▶ [Instructions for the task]
Copy word for word the passage of the article on motorcycle and off-road vehicle safety that starts with "Dr. Joshua Schacter’s" and continues through "of the road.".

▶ [Extract provided]
Motorcycle, off-road vehicle safety as weather warms up (Healthy You)

Local News

WICHITA FALLS (KFDX/KJTL) — It’s that time of year again, Saturday morning motorcycle rides and taking the ATV out for a spin.

If you have a need for speed, especially in something other than a car, safety should always come first.

Dr. Joshua Schacter’s typical attire is a leather jacket, boots, a helmet, gloves and pants. That is when the orthopedic surgeon rides into work on his own motorcycle.

“Motorcycling is never going to be completely safe, but neither is life,” United Regional Orthopedic Surgeon Joshua Schacter, DO said. “What we want to do with motorcycling is we want to educate, we want to practice our skills and we want to use and wear the proper equipment.”

Schacter knows all too well the ramifications of not following the rules of the road.

“The problem with a lot of these injuries is that they’re life-changing,” Schacter said.

As the weather heats up and the days get longer, more people are out hitting the roads or the dirt.

“When we do these types of activities, we want to make sure that we have the skills to do them, that we have our equipment in good shape so that our protective equipment can do what it needs to do and so the machine can do what it needs to do,” Schacter said. “Then we really do need to make good decisions.”

In the 52 motorcycle accidents in 2020, 23 bike riders took off with no protective gear. Out of the 55 ATV wrecks, and one death, 41 weren’t wearing anything to prevent injury.

“We wanna make sure that our helmets are approved by the Department of Transportation, so it’ll have this little DOT certification sticker,” Schacter said. “The most important part of the glove is to have reinforcement on the palm because if we hit the pavement or the dirt we want to be able to have that glove protect us without wearing through quickly.”

Don’t hit the road either without boots that go past the ankle, a thick jacket possibly with extra armor inside and pants.

“We see a lot of head injuries in patients who refuse or weren’t able to wear a helmet for whatever reason, we see a lot of long-bone injuries so fractures of the thigh bone, the shin bone,” Schacter said. “These long bone injuries cause major pain and disability to patients oftentimes they’ll require surgical intervention if not more than one surgical intervention and they can be disabling for life.”

[Data entries]
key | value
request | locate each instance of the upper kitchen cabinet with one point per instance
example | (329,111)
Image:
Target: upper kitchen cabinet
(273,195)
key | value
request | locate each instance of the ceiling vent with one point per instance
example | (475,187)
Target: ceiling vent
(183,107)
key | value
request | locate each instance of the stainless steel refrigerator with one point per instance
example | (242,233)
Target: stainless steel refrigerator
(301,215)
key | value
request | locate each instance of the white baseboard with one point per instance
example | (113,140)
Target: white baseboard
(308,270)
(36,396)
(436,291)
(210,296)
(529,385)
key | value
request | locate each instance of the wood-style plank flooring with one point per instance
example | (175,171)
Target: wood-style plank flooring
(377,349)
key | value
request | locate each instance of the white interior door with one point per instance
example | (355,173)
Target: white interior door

▶ [Reply]
Dr. Joshua Schacter’s typical attire is a leather jacket, boots, a helmet, gloves and pants. That is when the orthopedic surgeon rides into work on his own motorcycle.

“Motorcycling is never going to be completely safe, but neither is life,” United Regional Orthopedic Surgeon Joshua Schacter, DO said. “What we want to do with motorcycling is we want to educate, we want to practice our skills and we want to use and wear the proper equipment.”

Schacter knows all too well the ramifications of not following the rules of the road.